• _WHAT THE EXERCISE ASKS_:
Copy every record exactly, and keep the pictures out.

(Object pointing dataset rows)

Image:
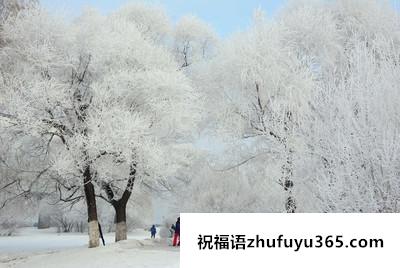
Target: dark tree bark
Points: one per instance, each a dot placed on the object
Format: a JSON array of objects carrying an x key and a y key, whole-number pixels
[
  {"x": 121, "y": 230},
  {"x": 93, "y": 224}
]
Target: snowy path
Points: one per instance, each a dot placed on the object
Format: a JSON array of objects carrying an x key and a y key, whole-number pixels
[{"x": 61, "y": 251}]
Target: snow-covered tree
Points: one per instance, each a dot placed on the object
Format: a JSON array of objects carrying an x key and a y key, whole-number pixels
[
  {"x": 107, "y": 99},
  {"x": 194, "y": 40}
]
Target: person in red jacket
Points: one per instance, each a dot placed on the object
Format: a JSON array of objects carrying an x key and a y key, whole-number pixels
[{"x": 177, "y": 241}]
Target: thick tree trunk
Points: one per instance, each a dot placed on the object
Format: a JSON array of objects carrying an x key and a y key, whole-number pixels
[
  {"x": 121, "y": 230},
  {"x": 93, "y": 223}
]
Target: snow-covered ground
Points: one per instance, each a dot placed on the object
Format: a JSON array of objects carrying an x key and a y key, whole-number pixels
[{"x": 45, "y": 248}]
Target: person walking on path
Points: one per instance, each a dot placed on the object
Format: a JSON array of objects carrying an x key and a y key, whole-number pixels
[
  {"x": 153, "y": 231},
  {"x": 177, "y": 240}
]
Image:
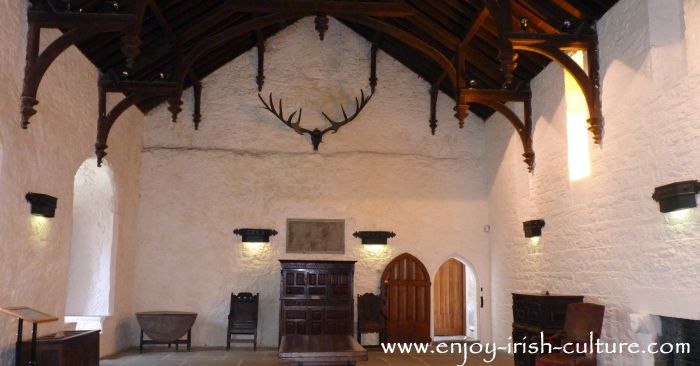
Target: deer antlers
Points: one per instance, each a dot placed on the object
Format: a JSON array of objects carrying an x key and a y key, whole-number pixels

• _ANSWER TO THIS PROBLEM_:
Image:
Target: dark tree bark
Points: one per instance, each a dot placed on the object
Format: a JSON array of objects carrying an x key and a y key, whole-number pixels
[
  {"x": 121, "y": 230},
  {"x": 93, "y": 224}
]
Target: snowy path
Points: one per instance, each a dot placed on the object
Format: a JSON array of objects carrying an x key and a y key, whole-number pixels
[{"x": 61, "y": 251}]
Target: snow-covered tree
Points: one per instance, each a dot placed on the object
Format: a JSON array of objects carrying an x key and a y key, whole-number pixels
[
  {"x": 107, "y": 99},
  {"x": 194, "y": 40}
]
Target: person in red jacket
Points: one per instance, each a dot placed on the object
Format: a JSON array of objects carrying an x key and a y key, whole-number pixels
[{"x": 177, "y": 241}]
Target: thick tree trunk
Points: one per instance, each a dot placed on the object
Format: a JSON array of objects carrying an x key and a y key, whole-number pixels
[
  {"x": 121, "y": 230},
  {"x": 93, "y": 223}
]
Target: snow-covered ground
Points: one per instance, each a dot placed on the object
Format: a JSON array of objects carrying an x key and a y key, whole-number pixels
[{"x": 45, "y": 248}]
Target: person walking on path
Points: one per instance, each a dot placed on the object
Format: a JSON array of objects carrying an x key and a y key, whole-number pixels
[
  {"x": 153, "y": 231},
  {"x": 177, "y": 240}
]
Image:
Target: deer antlers
Points: one per instance, each a dot placed on the object
Format: a JSON array of objects carrying an x key and a y key, whole-number pixels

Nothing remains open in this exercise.